[Records for identifying positions]
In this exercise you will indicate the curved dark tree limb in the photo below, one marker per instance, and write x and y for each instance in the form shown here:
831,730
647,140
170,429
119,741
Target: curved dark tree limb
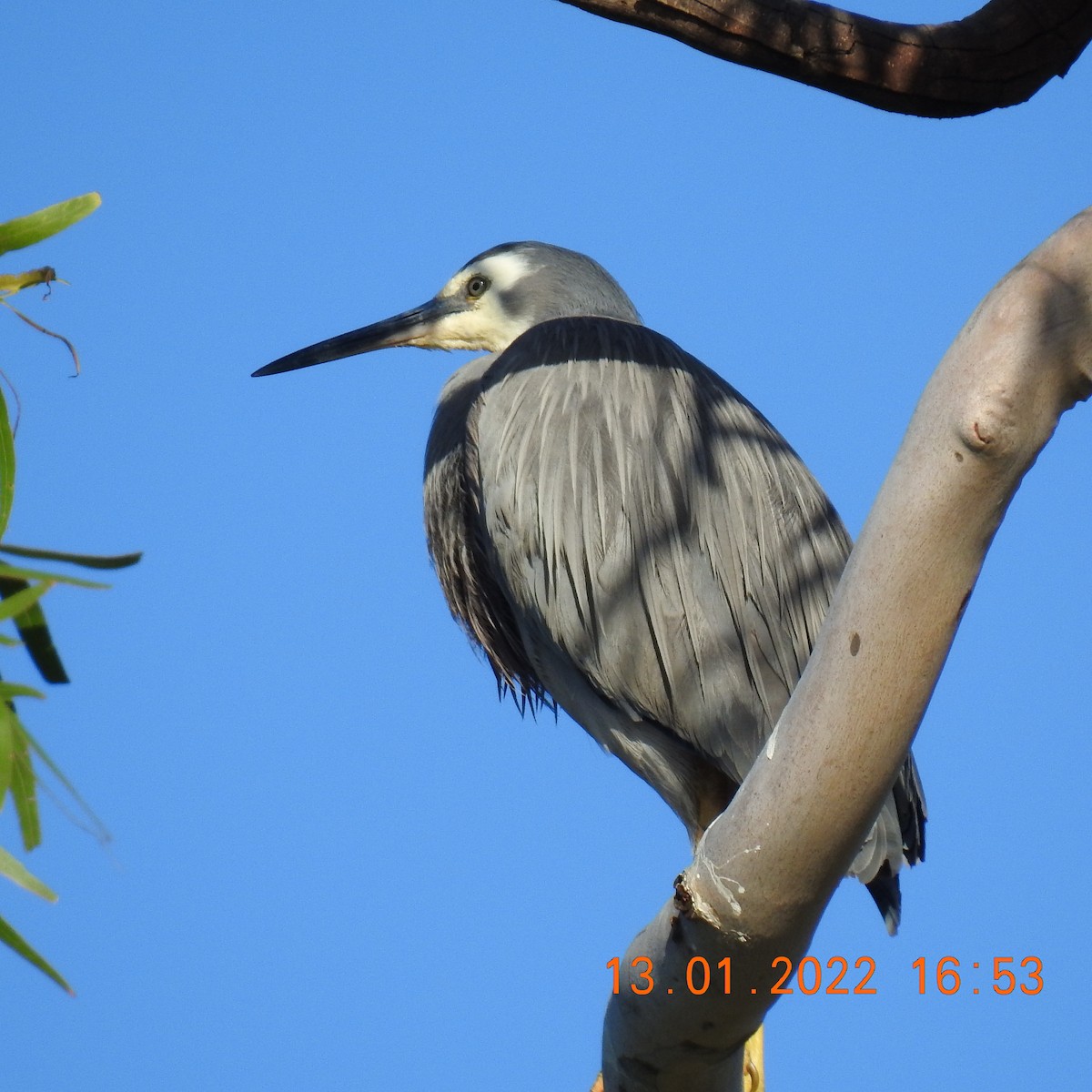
764,871
999,56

§ Problem details
Resize the material by writing out all of its lines again, requests included, with every coordinate in the answers multiplied by 1.7 and rounded to a whole number (halves round up). Leave the pictures out.

§ Written solution
In this exercise you will indicate the curved dark tree limb in the photo below, one marker per instance, and write x and y for each instance in the form shown here:
831,730
647,140
170,429
119,741
Target: curved dark tree limb
1299,1481
1698,95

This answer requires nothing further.